Task statement - Omit every picture, then give all the entries again exactly.

Data records -
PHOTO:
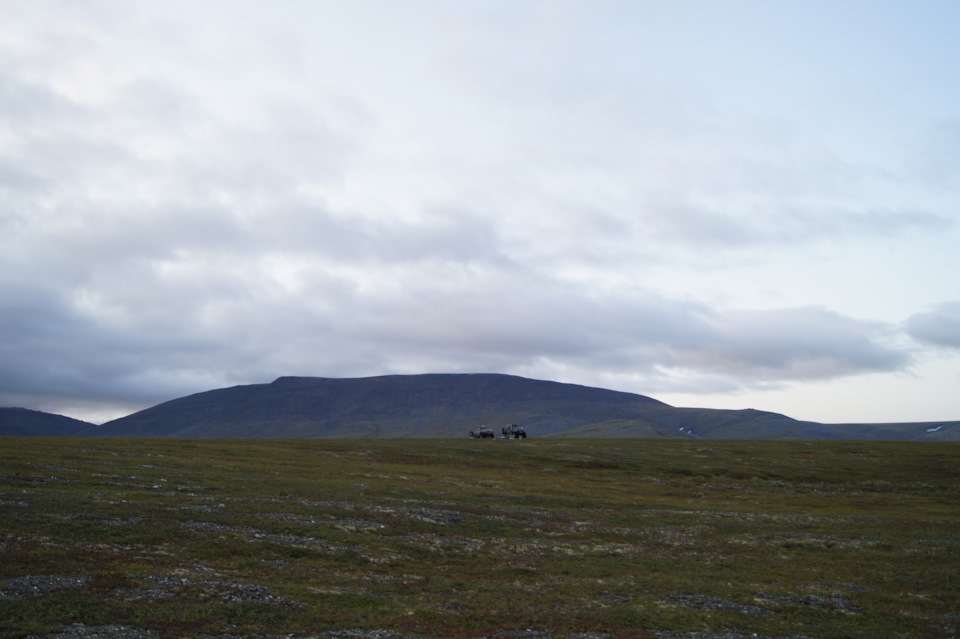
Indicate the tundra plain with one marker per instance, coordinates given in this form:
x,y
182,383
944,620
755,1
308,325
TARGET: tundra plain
x,y
539,538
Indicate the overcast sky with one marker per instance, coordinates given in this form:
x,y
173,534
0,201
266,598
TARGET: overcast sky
x,y
733,204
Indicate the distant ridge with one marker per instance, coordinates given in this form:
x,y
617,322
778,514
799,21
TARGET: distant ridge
x,y
26,422
449,405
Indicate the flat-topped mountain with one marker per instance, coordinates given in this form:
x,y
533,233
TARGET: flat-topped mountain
x,y
449,405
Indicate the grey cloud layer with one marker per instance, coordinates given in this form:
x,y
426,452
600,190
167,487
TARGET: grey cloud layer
x,y
164,232
938,327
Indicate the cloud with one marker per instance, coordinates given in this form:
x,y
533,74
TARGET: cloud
x,y
938,327
194,203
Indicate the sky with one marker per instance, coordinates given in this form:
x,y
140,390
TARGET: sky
x,y
736,204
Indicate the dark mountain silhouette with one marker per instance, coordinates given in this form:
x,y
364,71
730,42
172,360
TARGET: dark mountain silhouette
x,y
440,405
22,421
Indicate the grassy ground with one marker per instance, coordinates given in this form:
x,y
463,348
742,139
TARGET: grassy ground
x,y
561,538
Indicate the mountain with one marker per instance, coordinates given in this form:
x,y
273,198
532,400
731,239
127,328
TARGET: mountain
x,y
22,421
438,405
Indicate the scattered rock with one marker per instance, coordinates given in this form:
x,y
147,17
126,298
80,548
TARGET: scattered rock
x,y
702,602
80,631
33,585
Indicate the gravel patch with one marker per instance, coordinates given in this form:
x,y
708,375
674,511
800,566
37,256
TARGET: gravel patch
x,y
702,602
80,631
34,585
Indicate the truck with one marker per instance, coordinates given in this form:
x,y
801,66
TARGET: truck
x,y
513,431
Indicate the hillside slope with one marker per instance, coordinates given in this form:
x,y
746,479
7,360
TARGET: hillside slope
x,y
438,405
25,422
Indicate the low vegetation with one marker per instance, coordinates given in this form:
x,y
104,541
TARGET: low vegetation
x,y
468,538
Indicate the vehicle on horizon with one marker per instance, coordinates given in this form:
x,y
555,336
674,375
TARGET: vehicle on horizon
x,y
513,431
482,432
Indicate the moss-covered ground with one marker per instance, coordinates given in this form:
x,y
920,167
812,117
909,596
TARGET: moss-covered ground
x,y
444,538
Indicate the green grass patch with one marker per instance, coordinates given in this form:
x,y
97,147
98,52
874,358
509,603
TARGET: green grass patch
x,y
478,538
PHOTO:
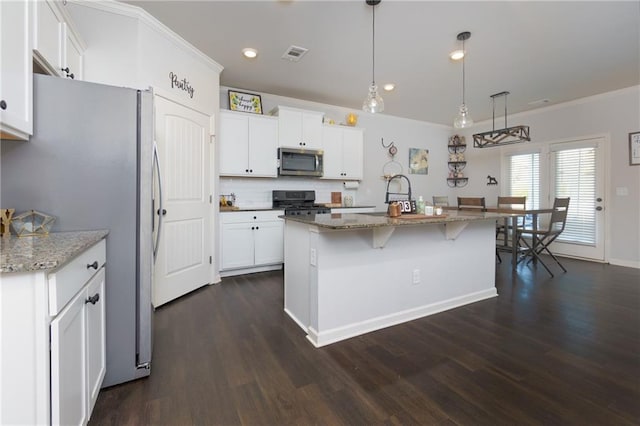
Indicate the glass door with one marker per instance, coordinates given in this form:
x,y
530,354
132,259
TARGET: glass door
x,y
576,170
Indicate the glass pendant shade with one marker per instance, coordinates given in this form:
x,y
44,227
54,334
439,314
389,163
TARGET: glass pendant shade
x,y
463,119
373,103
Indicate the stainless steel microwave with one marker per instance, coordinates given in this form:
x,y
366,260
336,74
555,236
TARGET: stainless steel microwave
x,y
300,162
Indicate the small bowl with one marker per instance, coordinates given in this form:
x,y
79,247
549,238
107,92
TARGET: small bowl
x,y
32,222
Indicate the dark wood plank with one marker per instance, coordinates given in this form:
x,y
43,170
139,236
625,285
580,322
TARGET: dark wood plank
x,y
562,350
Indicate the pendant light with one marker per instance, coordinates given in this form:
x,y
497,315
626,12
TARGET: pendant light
x,y
463,119
373,103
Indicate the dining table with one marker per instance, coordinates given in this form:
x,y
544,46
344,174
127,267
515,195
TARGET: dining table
x,y
511,222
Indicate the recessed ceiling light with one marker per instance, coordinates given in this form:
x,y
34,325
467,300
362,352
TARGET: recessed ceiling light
x,y
456,55
249,52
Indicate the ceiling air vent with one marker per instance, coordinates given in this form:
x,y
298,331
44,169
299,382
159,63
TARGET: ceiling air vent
x,y
294,53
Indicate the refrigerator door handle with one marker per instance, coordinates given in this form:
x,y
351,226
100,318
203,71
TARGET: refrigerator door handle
x,y
156,162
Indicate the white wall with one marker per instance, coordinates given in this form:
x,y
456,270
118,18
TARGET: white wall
x,y
613,115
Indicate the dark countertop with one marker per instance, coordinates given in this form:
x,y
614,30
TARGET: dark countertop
x,y
44,252
377,220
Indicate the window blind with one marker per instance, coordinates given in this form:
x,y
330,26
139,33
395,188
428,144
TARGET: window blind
x,y
523,171
575,177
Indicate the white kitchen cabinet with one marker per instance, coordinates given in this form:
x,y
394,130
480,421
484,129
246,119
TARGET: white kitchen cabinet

Solution for this task -
PHOTO:
Indicate the tundra plain with one marker per instance, coordinates given in this form:
x,y
182,383
944,620
755,1
308,325
TARGET: tundra plain
x,y
539,538
Indicate the overcast sky with one marker per instance, coordinates given in this form:
x,y
173,534
0,201
266,598
TARGET: overcast sky
x,y
733,204
Indicate the distant ridge with one marker per instance, coordinates given in this form:
x,y
617,322
778,514
799,21
TARGET: distant ridge
x,y
26,422
449,405
Indicate the flat-topped mountain with one marker per instance, coordinates given in this form:
x,y
533,233
TARGET: flat-topped mountain
x,y
449,405
Indicate the grey cloud layer with one marker per instance, coordinates given in this form:
x,y
426,452
600,190
167,487
TARGET: grey cloud layer
x,y
164,232
938,327
Indicate the cloud with one marker per instance, coordinates given in this form:
x,y
533,74
TARGET: cloud
x,y
938,327
194,203
Indicate the sky with one marker per instance, coordinates given in this form:
x,y
140,390
TARGET: sky
x,y
736,204
Indicate the dark mountain silhouette with one marker per instance, coordinates given in this form:
x,y
364,71
730,42
172,360
TARGET: dark mountain silhouette
x,y
440,405
22,421
Indicate the grassy ground with one marker per instance, coordinates given in this form:
x,y
463,348
742,139
TARGET: grassy ground
x,y
561,538
Indicate the mountain with one marker per instance, coordinates given in this form:
x,y
273,198
532,400
731,239
127,328
TARGET: mountain
x,y
22,421
438,405
Indicate the scattered rock with one marker per instance, coordinates given in this form:
x,y
147,17
126,298
80,548
TARGET: scattered rock
x,y
702,602
80,631
33,585
Indicate the gravel patch with one marker per instance, coordinates given in this form:
x,y
708,375
674,511
800,566
37,256
TARGET: gravel patch
x,y
702,602
80,631
34,585
Indicate the truck with one marker per instance, coordinates given in this form:
x,y
801,66
TARGET: truck
x,y
513,431
Indicate the hillside slope with one marker per instance, coordinates given in this form:
x,y
746,479
7,360
TARGET: hillside slope
x,y
438,405
25,422
Indicate the low vegetation with one marker per instance, coordinates given in this form:
x,y
104,541
TARGET: low vegetation
x,y
468,538
Indicate the vehicle on horizon with one marker per instance, coordinates given in this form:
x,y
555,336
674,375
TARGET: vehicle on horizon
x,y
513,431
482,432
Indicate the moss-covered ground with one marker per instance, coordinates given in this form:
x,y
920,167
812,117
909,596
TARGET: moss-covered ground
x,y
444,538
Indicate the green grass patch with one marker per instance, coordinates given in this form:
x,y
97,147
98,52
874,358
509,603
TARGET: green grass patch
x,y
478,538
PHOTO:
Indicate the glass door with one marker per instance, coordinates given in this form:
x,y
530,354
132,259
TARGET: glass door
x,y
576,170
Indicate the glass pendant shade with one marker per instance, coordinates given in this form:
x,y
44,227
54,334
439,314
389,163
TARGET: glass pendant shade
x,y
463,119
373,103
Indicate the stainless steel microwave with one marker per instance, coordinates given in this form:
x,y
366,260
336,74
555,236
TARGET: stainless steel microwave
x,y
300,162
Indicate the small bowl with one marker per instance, coordinates given in this form:
x,y
79,247
549,238
107,92
TARGET: small bowl
x,y
32,222
Indicate the dark wood plank with one marker per instance, coordinates given in this form:
x,y
43,170
139,236
625,285
580,322
TARGET: dark wood plank
x,y
562,350
Indicate the pendant light with one marker per instance, coordinates given in this form:
x,y
497,315
626,12
TARGET: pendant light
x,y
463,119
373,103
Indicate the dining table with one marker per instance, coordinates given in this form:
x,y
544,46
344,174
127,267
515,195
TARGET: dining table
x,y
511,222
Indicate the recessed ceiling light with one marker per instance, coordinates given in this form:
x,y
34,325
467,300
362,352
TARGET: recessed ceiling light
x,y
456,55
249,52
Indicate the ceiling air vent with one marker per instance, coordinates given in this form:
x,y
298,331
44,169
299,382
159,63
TARGET: ceiling air vent
x,y
294,53
Indicate the refrigerator door handle with one marker per instance, coordinates given in this form:
x,y
351,226
100,318
203,71
TARGET: refrigerator door handle
x,y
156,162
Indicate the white wall with one marker per instance, coordinates given in this form:
x,y
456,270
118,18
TARGET: white wall
x,y
613,115
Indicate the dark countertop with one marker per instance, coordinates given in this form:
x,y
614,30
TARGET: dark countertop
x,y
44,252
377,220
Indicate the window blind with one marker per instance, coordinates given in this form:
x,y
330,26
139,33
395,188
428,144
TARGET: window blind
x,y
523,171
575,177
Indicate the white kitchen cabinet with one marker per instance, coordinates given in this form:
x,y
394,130
480,421
484,129
246,119
TARGET: white kitchen cabinet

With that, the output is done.